▸ TASKS FOR THIS EXERCISE:
(a) From the source modeling text, extract everything from "Figure 1: System" down to "new online sources.".
(b) List the subtasks into which the source modeling text breaks down the overall problem.
(c) Proceed with the source modeling text, writing on from its final sentence.

▸ DOCUMENT EXCERPT:

Source Modeling  
  Only a very small portion of data on the Web is semantically annotated and available for use within Information Integration applications. Semantically annotating existing Web sources requires significant manual effort that must be repeated for each new data source. We have developed an alternative approach that starts with an existing set of known sources and their descriptions, and then goes on to automatically discover new sources and automatically learn their semantic models.  
       
  We developed a system, Deimos, that starts with a set of example sources and their semantic descriptions. These sources could be Web services with well-defined inputs and outputs or even Web forms that take a specific input and generate a result page as the output. The system is then tasked with finding additional sources that are similar, but not necessarily identical, to the known source. For example, the system may already know about several weather services and then be given the task of finding new ones that provide additional coverage for the world and building a semantic description of these new weather services that makes it possible to turn them into Semantic Web Services.  
       
  The overall problem can be broken down into the following subtasks. First, given an example source, find other similar sources. Second, once we have found such a source, extract data from it. For a web service, this is not an issue, but for a Web site with a form-based interface, the source might simply return an HTML page from which the data has to be extracted. Third, given the syntactic structure of a source (i.e., the inputs and outputs), identify the semantics of the inputs and outputs of that source. Fourth, given the inputs and outputs, find the function that maps the inputs to the outputs. Given the semantic description, we can then construct a wrapper that turns the source into a Semantic Web Service that can be directly integrated into the Semantic Web.  
       
 
Figure 1: System Architecture
 
       
  We have developed independent solutions to each of these subtasks and integrated them into a single unified approach to discover, extract from and semantically model new online sources.

▸ STORED DATA:
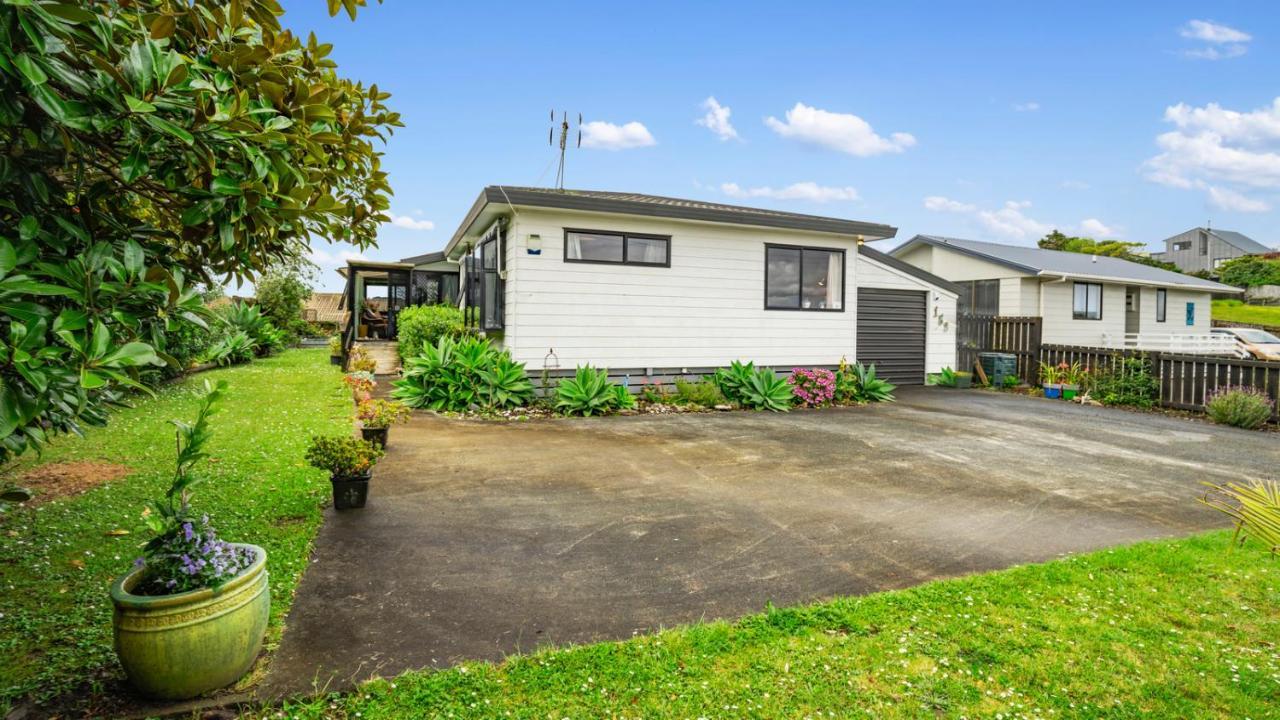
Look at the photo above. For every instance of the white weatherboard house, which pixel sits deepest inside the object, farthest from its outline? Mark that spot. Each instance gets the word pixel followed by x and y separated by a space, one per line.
pixel 1082 300
pixel 652 287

▸ ANSWERS PER TASK:
(a)
Figure 1: System Architecture
 
       
  We have developed independent solutions to each of these subtasks and integrated them into a single unified approach to discover, extract from and semantically model new online sources.

(b)
1. Given an example source, find other similar sources.
2. Once such a source is found, extract data from it.
3. Given the syntactic structure of a source (its inputs and outputs), identify the semantics of those inputs and outputs.
4. Given the inputs and outputs, find the function that maps the inputs to the outputs.

(c)
  Discovery  
       
  Deimos automatically discovers new sources by mining a corpus of tagged Web sources from the social bookmarking site del.icio.us to identify sources similar to a given source. For example, given a weather service that returns current weather conditions at a specified location, the method can identify other weather services by exploiting the tags used to describe such sources on del.icio.us. Tags are keywords from an uncontrolled personal vocabulary that users employ to organize bookmarked Web sources on del.icio.us. We use topic modeling techniques, such as LDA, to identify sources whose tag distribution is similar to that of the given source.  
       
  Invocation and Extraction  
       
  Deimos uses an approach to automatically structure web sources and extract data from them without any previous knowledge of the source. The approach is based on the observation that Web sources that generate pages dynamically in response to a query specify the organization of the page through a page template, which is then filled with results of a database query. The page template is therefore shared by all pages returned by the source. Given two or more sample pages, we can derive the page template and use it to automatically extract data from the pages.  
       
  Semantic Typing  
       
  Deimos uses a domain-independent method to semantically label online data. The method learns the structure of data associated with each semantic type from examples of that type produced by sources with known models. The learned structure is then used to recognize examples of semantic types from previously unknown sources.  
       
  Modeling  
       
  Deimos learns a semantic description of a source that precisely describes the relationship between the inputs and outputs of a source in terms of known sources. This is done as a logical rule in a relational query language Datalog. Mediators can use Datalog source descriptions to access and integrate the data provided by the sources.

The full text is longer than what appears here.